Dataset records
** begin **

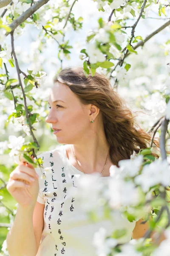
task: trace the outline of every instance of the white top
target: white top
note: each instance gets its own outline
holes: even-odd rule
[[[44,168],[52,169],[44,173],[45,180],[40,179],[40,168],[35,169],[39,175],[37,201],[45,205],[44,228],[36,256],[95,256],[96,254],[92,242],[93,236],[101,227],[105,228],[107,235],[110,236],[114,229],[124,227],[125,224],[128,231],[123,239],[120,239],[120,242],[130,240],[135,222],[130,222],[123,218],[118,211],[113,214],[115,218],[112,221],[105,219],[91,222],[76,198],[73,198],[70,193],[73,186],[77,187],[79,178],[85,175],[71,164],[65,145],[58,146],[38,157],[42,157]],[[110,177],[102,176],[99,178],[104,182]]]

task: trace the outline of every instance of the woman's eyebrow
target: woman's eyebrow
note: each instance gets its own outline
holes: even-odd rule
[[[63,102],[64,103],[65,103],[64,102],[63,102],[63,100],[61,100],[60,99],[57,99],[57,100],[55,100],[54,101],[54,102],[52,102],[52,103],[56,103],[56,102],[58,102],[58,101],[61,101],[61,102]],[[50,104],[50,103],[49,103],[49,102],[48,102],[48,104]]]

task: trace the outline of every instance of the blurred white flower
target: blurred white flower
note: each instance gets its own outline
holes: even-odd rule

** end **

_What you should do_. Rewrite the lines starting at the one containing "task: trace the outline of every instance of the woman's" and ending with the last line, changing "even-odd rule" to "nonzero rule" and leaving everything else as it is.

_Task response_.
task: trace the outline of every instance of the woman's eyebrow
target: woman's eyebrow
note: each instance gets its own outline
holes: nonzero rule
[[[63,102],[64,103],[65,103],[64,102],[63,102],[63,100],[61,100],[60,99],[57,99],[57,100],[55,100],[54,101],[54,102],[52,102],[52,103],[56,103],[56,102],[58,102],[58,101],[61,101],[61,102]],[[50,104],[50,103],[49,103],[49,102],[48,102],[48,104]]]

task: trace the outline of every instance of the blurred white flower
target: blurred white flower
note: each instance gets its own outline
holes: nonzero rule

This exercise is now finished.